To do ->
Give again, exactly as written, the lines of the records below from the line with "Exercise. For every instance of the guard's" to the line with "Exercise. For every instance of the swiss". Both end lines count; pictures do not.

Source records ->
□ □ □ □ □ □ □
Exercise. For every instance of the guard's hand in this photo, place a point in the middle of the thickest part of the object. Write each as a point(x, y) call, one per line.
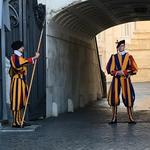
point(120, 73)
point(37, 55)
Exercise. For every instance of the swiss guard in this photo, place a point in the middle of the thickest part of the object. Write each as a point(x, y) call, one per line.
□ □ □ □ □ □ □
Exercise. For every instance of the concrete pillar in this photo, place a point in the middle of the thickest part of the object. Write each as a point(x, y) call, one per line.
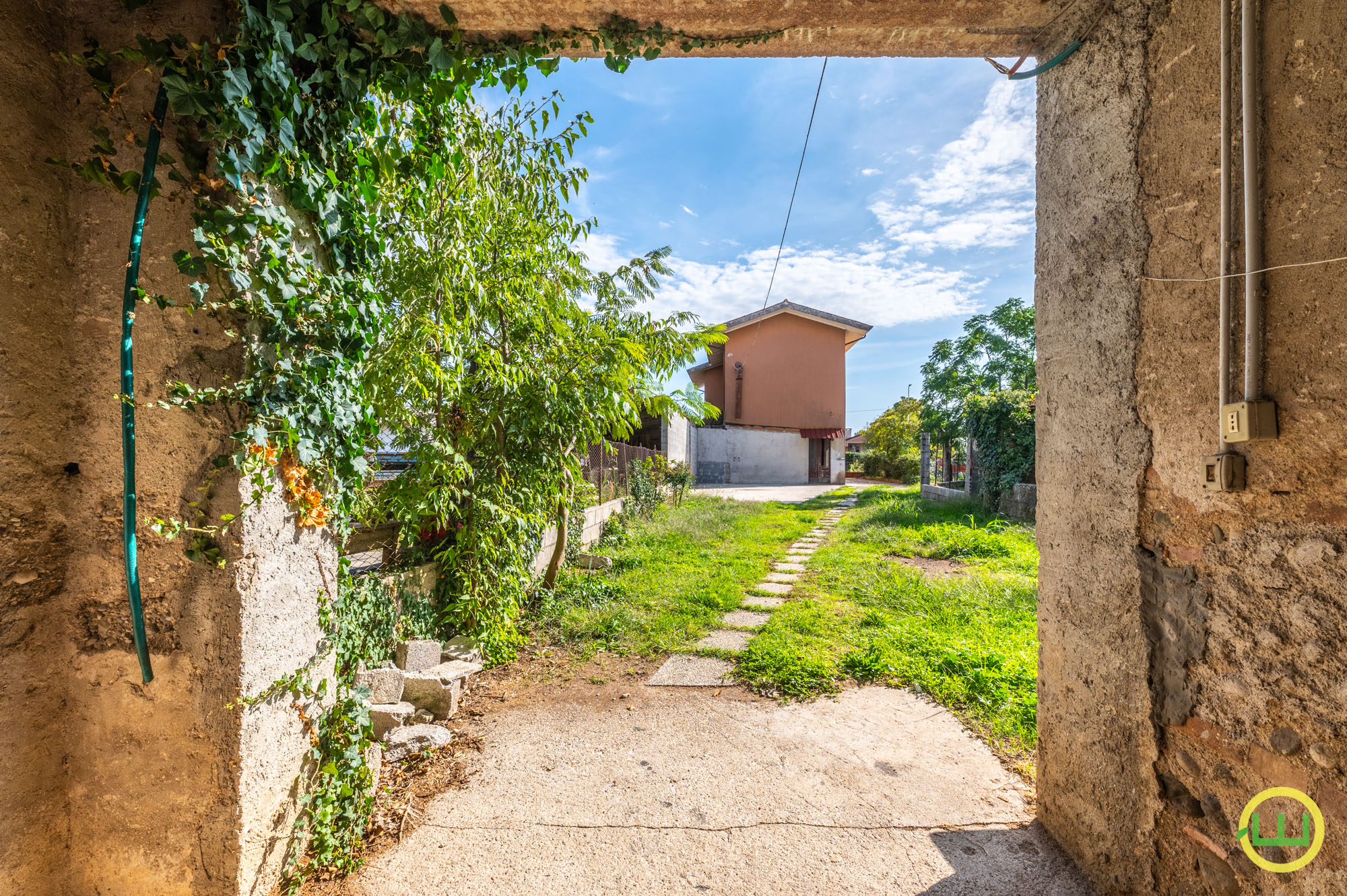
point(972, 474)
□ □ □ □ □ □ □
Answer to this problem ->
Exercise. For every instance of the guard's hand in this photo, place a point in the middle of the thickest part of the object. Write each as a point(x, y) call, one per line.
point(120, 73)
point(37, 55)
Exercise. For every instance of the swiss guard in this photo, place a point in the middle of the thickest part of the object. Write each as a point(x, y) call, one per line.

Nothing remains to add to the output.